## What to produce
Please duplicate the data below without any change, starting at the line that contains "[locate] sandy beach" and continuing through the final line, both included.

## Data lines
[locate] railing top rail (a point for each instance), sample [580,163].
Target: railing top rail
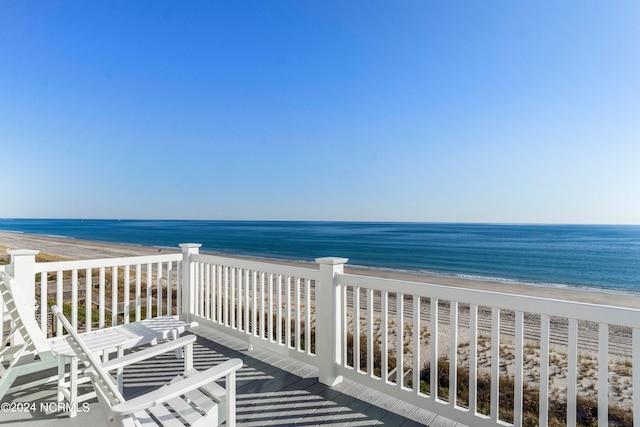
[105,262]
[267,267]
[552,307]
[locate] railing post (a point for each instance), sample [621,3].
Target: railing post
[329,320]
[188,280]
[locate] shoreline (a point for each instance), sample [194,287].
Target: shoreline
[87,249]
[620,381]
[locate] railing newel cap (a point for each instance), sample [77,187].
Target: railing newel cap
[332,260]
[190,245]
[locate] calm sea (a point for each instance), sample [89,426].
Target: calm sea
[588,256]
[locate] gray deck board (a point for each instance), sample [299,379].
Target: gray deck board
[272,390]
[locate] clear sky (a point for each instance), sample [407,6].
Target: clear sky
[483,111]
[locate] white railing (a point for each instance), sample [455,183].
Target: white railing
[267,304]
[473,356]
[107,292]
[423,317]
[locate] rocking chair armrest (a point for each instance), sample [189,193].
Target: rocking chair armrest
[177,388]
[148,353]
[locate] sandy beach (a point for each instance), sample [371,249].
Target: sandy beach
[620,378]
[87,249]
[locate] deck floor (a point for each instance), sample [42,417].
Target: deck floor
[272,390]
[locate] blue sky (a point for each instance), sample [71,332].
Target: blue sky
[466,111]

## Result of this task
[locate] sandy beach (a point for each instance), sample [371,249].
Target: sandy beach
[620,378]
[87,249]
[locate] deck floor (a point for each instance), sample [42,417].
Target: deck floor
[272,390]
[locate] blue sky (a point for each instance), sample [71,332].
Target: blue sky
[466,111]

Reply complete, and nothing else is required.